- **原文**
AtCoder Grand Contest 051 D C4
下文的点 \(1, 2, 3, 4\) 对应原题面中的 \(S, T, U, V\)。
直接对无向图欧拉回路计数不太好做。考虑给边定向。枚举有 \(i\) 条边是从 \(1\) 到 \(2\) 的。那么 \(2 \to 1\) 有 \(a - i\) 条边。由于这个图必须满足每个点的入度等于出度,设 \(j\) 条 \(2 \to 3\) 的边,\(b - j\) 条 \(3 \to 2\) 的边,那么我们有 \(a - i + j = i + b - j\)。解得 \(j = i + \frac{b - a}{2}\)。同理有 \(k = j + \frac{c - b}{2}\) 条 \(3 \to 4\) 的边,\(l = k + \frac{d - c}{2}\) 条 \(4 \to 1\) 的边。
这样我们就将题目的无向图转化成了有向图。在这个图上做欧拉回路计数。可以考虑 BEST 定理,有向欧拉图的本质不同欧拉回路数量(循环同构视为本质相同,每条边互相区分)为:
\[T \prod\limits_{i = 1}^n (out_i - 1)!
\]
其中 \(T\) 为图的外向生成树个数(注意到有向欧拉图以每个点为根的外向生成树个数相等),\(out_i\) 为 \(i\) 点的出度。

- **练习题**
1) 把欧拉回路计数这篇原文中的句子"这样我们就将题目的无向图转化成了有向图。"译成英文。
2) 从欧拉回路计数这篇原文的最后一句之后续写下去。

- **所给材料**
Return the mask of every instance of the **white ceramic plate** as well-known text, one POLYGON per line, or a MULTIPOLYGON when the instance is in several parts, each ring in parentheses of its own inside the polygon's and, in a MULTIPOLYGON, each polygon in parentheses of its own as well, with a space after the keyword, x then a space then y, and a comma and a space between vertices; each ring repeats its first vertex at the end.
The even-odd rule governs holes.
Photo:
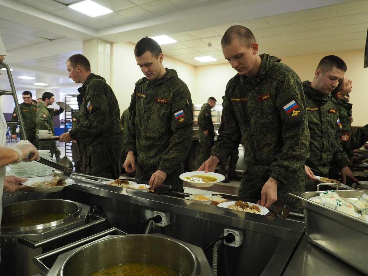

- **参考答案**
1) In this way, we have converted the problem's undirected graph into a directed graph.

2)
这题要求欧拉回路从 \(1\) 出发和结束。每一条欧拉回路 \(1\) 都出现了 \(out_1\) 次,把循环同构的加上,所以答案乘上 \(out_1\)。注意这题每条同方向的边互不区分,所以答案乘上 \(\frac{1}{i! (a - i)! j! (b - j)! k! (c - k)! l! (d - l)!}\) 即可。
时间复杂度 \(O(a + b + c + d)\)。
注意判一些无解的情况,比如 \(i, j, k, l\) 不在范围内。
code
// Problem: D - C4
// Contest: AtCoder - AtCoder Grand Contest 051 (Good Bye rng_58 Day 2)
// URL: https://atcoder.jp/contests/agc051/tasks/agc051_d
// Memory Limit: 1024 MB
// Time Limit: 2000 ms
//
// Powered by CP Editor (https://cpeditor.org)
#include <bits/stdc++.h>
#define pb emplace_back
#define fst first
#define scd second
#define mkp make_pair
#define mems(a, x) memset((a), (x), sizeof(a))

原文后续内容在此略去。